Prompt:
Echo every line of the data below verbatim, keeping each one unchanged and in its original order.

Listing:

━━━━━━

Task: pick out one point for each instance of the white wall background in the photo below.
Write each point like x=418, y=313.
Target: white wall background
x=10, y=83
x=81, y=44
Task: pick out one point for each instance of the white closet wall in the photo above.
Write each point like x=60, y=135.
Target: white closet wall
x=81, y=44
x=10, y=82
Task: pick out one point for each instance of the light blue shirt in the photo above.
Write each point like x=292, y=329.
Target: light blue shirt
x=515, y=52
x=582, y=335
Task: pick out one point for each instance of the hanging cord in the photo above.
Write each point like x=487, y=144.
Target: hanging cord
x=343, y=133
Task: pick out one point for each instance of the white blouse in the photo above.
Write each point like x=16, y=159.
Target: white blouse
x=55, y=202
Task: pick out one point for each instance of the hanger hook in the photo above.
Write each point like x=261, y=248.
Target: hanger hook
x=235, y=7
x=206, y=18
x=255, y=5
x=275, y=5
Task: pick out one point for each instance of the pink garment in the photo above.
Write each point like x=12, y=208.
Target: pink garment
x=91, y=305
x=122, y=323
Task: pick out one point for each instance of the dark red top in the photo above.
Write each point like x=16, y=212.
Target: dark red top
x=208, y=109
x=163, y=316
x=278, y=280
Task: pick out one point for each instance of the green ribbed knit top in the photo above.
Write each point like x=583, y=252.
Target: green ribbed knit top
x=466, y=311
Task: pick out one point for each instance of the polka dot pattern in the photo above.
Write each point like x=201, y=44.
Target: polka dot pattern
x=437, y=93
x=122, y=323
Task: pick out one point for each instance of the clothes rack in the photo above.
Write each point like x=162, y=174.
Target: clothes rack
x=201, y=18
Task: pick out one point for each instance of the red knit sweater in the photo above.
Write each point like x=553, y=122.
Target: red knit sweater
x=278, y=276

━━━━━━

Completed exercise:
Task: pick out one point for each instance of the white wall background in the photo below.
Write each point like x=418, y=313.
Target: white wall background
x=10, y=83
x=81, y=44
Task: pick out one point for each instance of the white closet wall in the photo above.
Write each point like x=60, y=135.
Target: white closet wall
x=81, y=44
x=10, y=82
Task: pick out one point for each instance of the light blue shirt in the photo above.
Write each point like x=292, y=329.
Target: light blue shirt
x=515, y=52
x=582, y=335
Task: pick out one point for each instance of the hanging cord in the photo above.
Write each point like x=487, y=144.
Target: hanging cord
x=343, y=133
Task: pick out one point for each instance of the white blouse in the photo above.
Write each point like x=16, y=159.
Target: white blouse
x=55, y=202
Task: pick out one point for each instance of the hanger hook in the photo above.
Write each point like x=261, y=248.
Target: hanger hook
x=235, y=7
x=206, y=18
x=255, y=5
x=275, y=5
Task: pick out one point for each instance of the pink garment in the photo above.
Write each point like x=12, y=208.
Target: pink garment
x=91, y=305
x=122, y=323
Task: pick out one point for each instance of the dark red top in the photo above.
Write each point like x=16, y=212.
Target: dark red top
x=208, y=109
x=163, y=316
x=278, y=280
Task: pick out one point for each instance of the green ribbed knit top in the photo above.
Write each point like x=583, y=252.
Target: green ribbed knit top
x=466, y=311
Task: pick out one point for each instance of the polka dot pattern in the photo above.
Write each point like x=201, y=44.
Target: polka dot pattern
x=437, y=93
x=122, y=323
Task: pick out one point for each instance of the clothes rack in the photo above.
Write each point like x=162, y=174.
Target: clothes rack
x=201, y=18
Task: pick out one point for each instance of the red knit sweater in the photo above.
Write each point like x=553, y=122.
Target: red knit sweater
x=278, y=276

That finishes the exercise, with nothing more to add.